### Extract provided
We continually increase our workload because work is addicting. We physically experience an increase in adrenalin, and energy and focus that expands our productivity. It’s a rewarding feeling to do a good job at something.
We add more work so we can feel even better. We start multi-tasking: the dishes, and the laundry, and the homework and the science project.
We add more forms of communication: television, radio, email, Internet, regular mail, newspapers, magazines, cell phones, voicemail, text messaging.More lives to keep track of, including people we don’t even know. Pretty soon, there is no time and we are multi-tasking every task, including some that should be enjoyable.
We read while we eat, we talk while we drive, we work on three things at once. Simple pleasures are eroded by a sense of urgency and the need for more adrenalin to keep us going. No time to say, “Hello”, “Goodbye”.
We work this hard because our society sets up overwork as a model of success. “Supermoms”, mandatory overtime, full-time students with full-time jobs.
One day I saw a 40-ish single mom who was working two jobs, going to school full-time and raising her children. She was exhausted, stressed, depressed, gaining weight and forgetting things.
“Why are you doing all of this”, I asked.
“For my kids, so I can get a better job.”
I looked at her without any humor, and replied, “If you live long enough”.
We are operating at a level of INTENSITY that causes DISEASE.
We have lost our ability to play, and live and love. We have lost our ability to experience emotion because we are so busy working. We have lost the ability to relax, and think and be alone with ourselves. We have lost the ability to feel content with our circumstances. We have forgotten how to look at the sky and wonder about the stars.
We have lost the ability to experience emotion when we are under severe chronic stress.
Hard at work and numbed out to everything and everybody.
When it’s time for me to relax and have fun, I often cannot. Unless I eat. Then I relax. The food pours out dopamine and GABA and serotonin and acetylcholine into my parched brain until I am positively serene. Am I relaxing because I’m healthy? Or am I relaxing because the food just drugged me into forgetting what I was doing.
For the five or ten minutes that you are stress-eating, your brain is transported to a lower-stress zone. You give your body, your brain, and everyone else in your life a break from the jagged energy you are projecting.

### Extracted entries
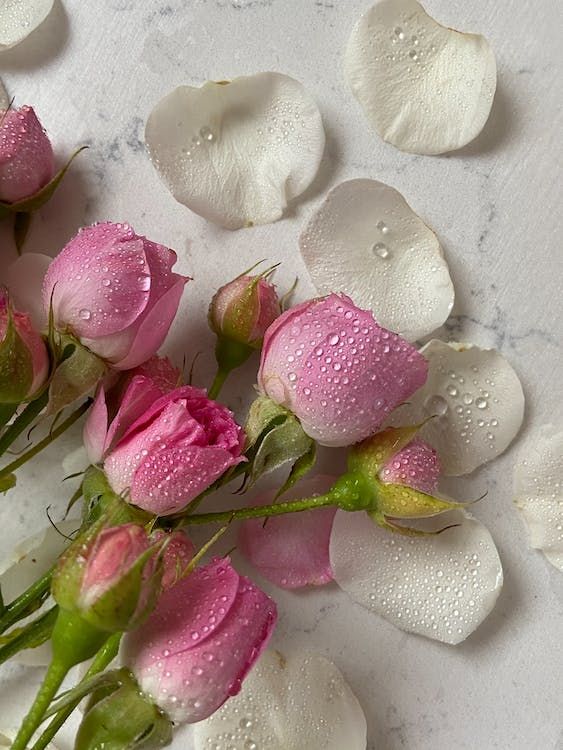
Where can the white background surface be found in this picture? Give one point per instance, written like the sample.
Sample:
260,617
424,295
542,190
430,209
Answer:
94,71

### The task
In the passage about overwork, what was the 40-ish single mom doing besides raising her children? Please rely only on the passage about overwork, not on the items.

### Task answer
She was working two jobs and going to school full-time.